▶ **GIVEN DATA**:
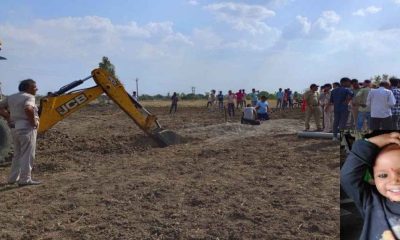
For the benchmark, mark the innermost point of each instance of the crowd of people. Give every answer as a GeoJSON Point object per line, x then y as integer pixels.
{"type": "Point", "coordinates": [350, 104]}
{"type": "Point", "coordinates": [252, 113]}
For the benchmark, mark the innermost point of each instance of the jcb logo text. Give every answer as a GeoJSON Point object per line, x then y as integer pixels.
{"type": "Point", "coordinates": [71, 104]}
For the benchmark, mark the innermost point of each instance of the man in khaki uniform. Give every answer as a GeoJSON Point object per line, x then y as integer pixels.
{"type": "Point", "coordinates": [327, 108]}
{"type": "Point", "coordinates": [312, 107]}
{"type": "Point", "coordinates": [364, 111]}
{"type": "Point", "coordinates": [23, 118]}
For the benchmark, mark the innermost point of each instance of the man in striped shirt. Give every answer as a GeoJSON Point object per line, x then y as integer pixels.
{"type": "Point", "coordinates": [394, 82]}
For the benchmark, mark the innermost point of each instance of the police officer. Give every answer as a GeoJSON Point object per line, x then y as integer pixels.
{"type": "Point", "coordinates": [312, 107]}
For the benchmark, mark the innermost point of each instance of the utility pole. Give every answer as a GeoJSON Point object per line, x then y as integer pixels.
{"type": "Point", "coordinates": [137, 87]}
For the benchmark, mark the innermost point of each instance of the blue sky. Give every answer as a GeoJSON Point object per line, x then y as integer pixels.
{"type": "Point", "coordinates": [177, 44]}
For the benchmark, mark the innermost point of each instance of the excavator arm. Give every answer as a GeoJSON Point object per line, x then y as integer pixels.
{"type": "Point", "coordinates": [59, 105]}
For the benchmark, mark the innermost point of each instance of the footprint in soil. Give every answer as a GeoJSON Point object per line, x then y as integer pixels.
{"type": "Point", "coordinates": [49, 167]}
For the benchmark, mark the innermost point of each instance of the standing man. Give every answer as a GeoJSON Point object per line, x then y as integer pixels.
{"type": "Point", "coordinates": [254, 97]}
{"type": "Point", "coordinates": [174, 103]}
{"type": "Point", "coordinates": [381, 101]}
{"type": "Point", "coordinates": [364, 112]}
{"type": "Point", "coordinates": [134, 96]}
{"type": "Point", "coordinates": [279, 98]}
{"type": "Point", "coordinates": [354, 105]}
{"type": "Point", "coordinates": [239, 99]}
{"type": "Point", "coordinates": [262, 109]}
{"type": "Point", "coordinates": [394, 82]}
{"type": "Point", "coordinates": [311, 97]}
{"type": "Point", "coordinates": [220, 98]}
{"type": "Point", "coordinates": [231, 103]}
{"type": "Point", "coordinates": [328, 109]}
{"type": "Point", "coordinates": [23, 119]}
{"type": "Point", "coordinates": [340, 98]}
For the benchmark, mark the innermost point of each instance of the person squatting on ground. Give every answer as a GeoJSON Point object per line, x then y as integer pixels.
{"type": "Point", "coordinates": [254, 97]}
{"type": "Point", "coordinates": [211, 99]}
{"type": "Point", "coordinates": [340, 98]}
{"type": "Point", "coordinates": [327, 108]}
{"type": "Point", "coordinates": [174, 103]}
{"type": "Point", "coordinates": [379, 204]}
{"type": "Point", "coordinates": [394, 82]}
{"type": "Point", "coordinates": [231, 104]}
{"type": "Point", "coordinates": [312, 107]}
{"type": "Point", "coordinates": [249, 115]}
{"type": "Point", "coordinates": [23, 119]}
{"type": "Point", "coordinates": [381, 101]}
{"type": "Point", "coordinates": [220, 98]}
{"type": "Point", "coordinates": [262, 109]}
{"type": "Point", "coordinates": [364, 111]}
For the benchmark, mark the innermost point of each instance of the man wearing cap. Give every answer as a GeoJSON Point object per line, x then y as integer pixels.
{"type": "Point", "coordinates": [364, 112]}
{"type": "Point", "coordinates": [394, 82]}
{"type": "Point", "coordinates": [312, 107]}
{"type": "Point", "coordinates": [340, 98]}
{"type": "Point", "coordinates": [381, 101]}
{"type": "Point", "coordinates": [22, 115]}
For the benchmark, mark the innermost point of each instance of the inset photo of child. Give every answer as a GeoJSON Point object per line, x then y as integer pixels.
{"type": "Point", "coordinates": [370, 187]}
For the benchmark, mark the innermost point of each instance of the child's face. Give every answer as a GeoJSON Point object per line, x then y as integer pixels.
{"type": "Point", "coordinates": [387, 173]}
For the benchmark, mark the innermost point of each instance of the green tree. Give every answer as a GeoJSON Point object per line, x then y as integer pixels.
{"type": "Point", "coordinates": [108, 66]}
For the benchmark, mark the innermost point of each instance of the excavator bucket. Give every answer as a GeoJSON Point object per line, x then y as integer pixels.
{"type": "Point", "coordinates": [166, 137]}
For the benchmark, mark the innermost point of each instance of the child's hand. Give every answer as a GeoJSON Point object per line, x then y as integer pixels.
{"type": "Point", "coordinates": [385, 139]}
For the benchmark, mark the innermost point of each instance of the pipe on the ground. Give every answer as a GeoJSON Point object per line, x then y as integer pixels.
{"type": "Point", "coordinates": [315, 135]}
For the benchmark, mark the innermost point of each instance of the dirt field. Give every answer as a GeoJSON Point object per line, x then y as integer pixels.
{"type": "Point", "coordinates": [104, 179]}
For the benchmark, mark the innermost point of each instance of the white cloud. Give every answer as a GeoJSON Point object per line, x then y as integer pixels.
{"type": "Point", "coordinates": [82, 36]}
{"type": "Point", "coordinates": [302, 27]}
{"type": "Point", "coordinates": [327, 21]}
{"type": "Point", "coordinates": [367, 11]}
{"type": "Point", "coordinates": [193, 2]}
{"type": "Point", "coordinates": [242, 17]}
{"type": "Point", "coordinates": [305, 23]}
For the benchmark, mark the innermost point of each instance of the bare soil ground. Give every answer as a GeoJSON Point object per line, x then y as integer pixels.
{"type": "Point", "coordinates": [104, 179]}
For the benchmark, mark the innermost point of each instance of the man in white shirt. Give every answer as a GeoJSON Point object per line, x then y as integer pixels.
{"type": "Point", "coordinates": [250, 115]}
{"type": "Point", "coordinates": [21, 112]}
{"type": "Point", "coordinates": [381, 100]}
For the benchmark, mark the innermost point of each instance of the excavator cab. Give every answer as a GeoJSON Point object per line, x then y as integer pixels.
{"type": "Point", "coordinates": [60, 104]}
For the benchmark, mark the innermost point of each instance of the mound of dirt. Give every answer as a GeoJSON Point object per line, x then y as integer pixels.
{"type": "Point", "coordinates": [104, 179]}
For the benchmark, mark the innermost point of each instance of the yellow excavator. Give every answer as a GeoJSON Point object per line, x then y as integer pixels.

▶ **SET TASK**: Quote the full listing above word for word; exclude every picture from the copy.

▶ **SOLVED PROBLEM**:
For the benchmark, mark the innermost point of each instance of the crowd of people. Give every answer as a GeoJSON Point object per line, x then y as integer pixels.
{"type": "Point", "coordinates": [350, 104]}
{"type": "Point", "coordinates": [252, 113]}
For the benchmark, mark the innermost point of each instance of the jcb logo text. Give every answer as a GeoJSON Point object per line, x then y as integer pixels.
{"type": "Point", "coordinates": [71, 104]}
For the benchmark, mark the innermost point of each instance of the man in khaki uniform. Give every answer as a GeoJSON Point object per line, x then y as integer pixels.
{"type": "Point", "coordinates": [327, 108]}
{"type": "Point", "coordinates": [312, 107]}
{"type": "Point", "coordinates": [364, 111]}
{"type": "Point", "coordinates": [23, 118]}
For the benchmark, mark the innermost point of each instance of the man in striped shirt. Give every answer as a GeoJSON Point object per line, x then y as integer pixels.
{"type": "Point", "coordinates": [394, 82]}
For the benchmark, mark the innermost point of each instance of the police officer. Give every answer as a GeoJSON Point object per line, x then y as integer pixels.
{"type": "Point", "coordinates": [312, 107]}
For the benchmark, mark the innermost point of each instance of the utility pole. Give every answer as a GeoJSON Point object per line, x then y as integer pixels.
{"type": "Point", "coordinates": [137, 87]}
For the benchmark, mark the innermost point of each instance of the blue sky. Give every answer as a GeoJSON Point object per line, x then y as integer pixels.
{"type": "Point", "coordinates": [177, 44]}
For the benchmark, mark the innermost point of each instance of the excavator arm. Give every answer as a GeoJSON Point object per line, x then y as integer pixels.
{"type": "Point", "coordinates": [59, 105]}
For the benchmark, mark the innermost point of each instance of the footprint in soil. Give every answer as a GeoJSON Point object per line, x then y as integer pixels.
{"type": "Point", "coordinates": [49, 167]}
For the benchmark, mark the innermost point of each instance of the standing man. Give every answer as a GeoJSON Point object per line, x then y as integer pixels.
{"type": "Point", "coordinates": [254, 97]}
{"type": "Point", "coordinates": [174, 103]}
{"type": "Point", "coordinates": [381, 101]}
{"type": "Point", "coordinates": [364, 112]}
{"type": "Point", "coordinates": [134, 96]}
{"type": "Point", "coordinates": [279, 98]}
{"type": "Point", "coordinates": [354, 105]}
{"type": "Point", "coordinates": [239, 99]}
{"type": "Point", "coordinates": [262, 109]}
{"type": "Point", "coordinates": [394, 82]}
{"type": "Point", "coordinates": [311, 97]}
{"type": "Point", "coordinates": [220, 98]}
{"type": "Point", "coordinates": [231, 103]}
{"type": "Point", "coordinates": [328, 109]}
{"type": "Point", "coordinates": [23, 119]}
{"type": "Point", "coordinates": [340, 98]}
For the benchmark, mark the innermost point of each instance of the person squatting on ground. Give every answer as a GeoJSON Point object per line, x then y as integer pixels.
{"type": "Point", "coordinates": [254, 97]}
{"type": "Point", "coordinates": [211, 99]}
{"type": "Point", "coordinates": [340, 98]}
{"type": "Point", "coordinates": [327, 108]}
{"type": "Point", "coordinates": [174, 103]}
{"type": "Point", "coordinates": [379, 204]}
{"type": "Point", "coordinates": [394, 82]}
{"type": "Point", "coordinates": [231, 104]}
{"type": "Point", "coordinates": [312, 107]}
{"type": "Point", "coordinates": [249, 115]}
{"type": "Point", "coordinates": [23, 119]}
{"type": "Point", "coordinates": [381, 101]}
{"type": "Point", "coordinates": [220, 98]}
{"type": "Point", "coordinates": [262, 109]}
{"type": "Point", "coordinates": [364, 111]}
For the benchmark, mark the innermost point of each instance of the man wearing cap. Give every answer as a GeoJSON Point object per line, x then y as integer pixels.
{"type": "Point", "coordinates": [364, 112]}
{"type": "Point", "coordinates": [394, 82]}
{"type": "Point", "coordinates": [312, 107]}
{"type": "Point", "coordinates": [340, 98]}
{"type": "Point", "coordinates": [381, 101]}
{"type": "Point", "coordinates": [22, 115]}
For the benchmark, mark the innermost point of each instance of the inset photo of child. Give every answer as a GeoJSON Point object per line, x then y as integer pixels.
{"type": "Point", "coordinates": [370, 187]}
For the benchmark, mark the innermost point of each instance of the child's face. Give every answer as a GeoJSON Point object per line, x then y as integer pixels.
{"type": "Point", "coordinates": [387, 173]}
For the benchmark, mark the innermost point of each instance of the green tree. Give every answer as a GeoJSON Point object per line, x then y as integer pixels.
{"type": "Point", "coordinates": [108, 66]}
For the benchmark, mark the innermost point of each instance of the excavator bucket. Give every answer as a GeoJSON Point object per line, x then y as integer pixels.
{"type": "Point", "coordinates": [166, 137]}
For the benchmark, mark the innermost point of each instance of the child's hand. Give every answer as a GeoJSON Point object per line, x then y as integer pixels.
{"type": "Point", "coordinates": [385, 139]}
For the benchmark, mark the innermost point of each instance of the pipe on the ground. Give every answer as a GeoJSON Point object per line, x then y as integer pixels.
{"type": "Point", "coordinates": [315, 135]}
For the benchmark, mark the innermost point of each instance of the dirt field. Give every answer as a GeoJSON Point object per line, x then y as integer pixels.
{"type": "Point", "coordinates": [104, 179]}
For the benchmark, mark the innermost point of each instance of the white cloud. Give every answer as a GeoJSON Point object per line, x then y as integer pixels.
{"type": "Point", "coordinates": [82, 36]}
{"type": "Point", "coordinates": [302, 27]}
{"type": "Point", "coordinates": [327, 21]}
{"type": "Point", "coordinates": [367, 11]}
{"type": "Point", "coordinates": [193, 2]}
{"type": "Point", "coordinates": [242, 17]}
{"type": "Point", "coordinates": [305, 23]}
For the benchmark, mark the innermost point of each instance of the bare soil ground. Give every answer as a GeoJSON Point object per line, x then y as integer pixels.
{"type": "Point", "coordinates": [104, 179]}
For the benchmark, mark the innermost point of each instance of the man in white shirt. Give every answer as a GeoJSON Point object per line, x then y as integer pixels.
{"type": "Point", "coordinates": [250, 115]}
{"type": "Point", "coordinates": [21, 112]}
{"type": "Point", "coordinates": [381, 100]}
For the benchmark, mark the innermost point of each instance of the excavator cab. Give every answer as a GeoJSON Point object per line, x then y as integer pixels.
{"type": "Point", "coordinates": [60, 104]}
For the benchmark, mark the innermost point of each instance of the mound of dirt. Give every answer as a GeoJSON Point object per line, x then y as integer pixels.
{"type": "Point", "coordinates": [104, 179]}
For the benchmark, mark the innermost point of each instance of the yellow excavator. Give every answer as a GeoJSON Point object per line, x then y as integer pixels.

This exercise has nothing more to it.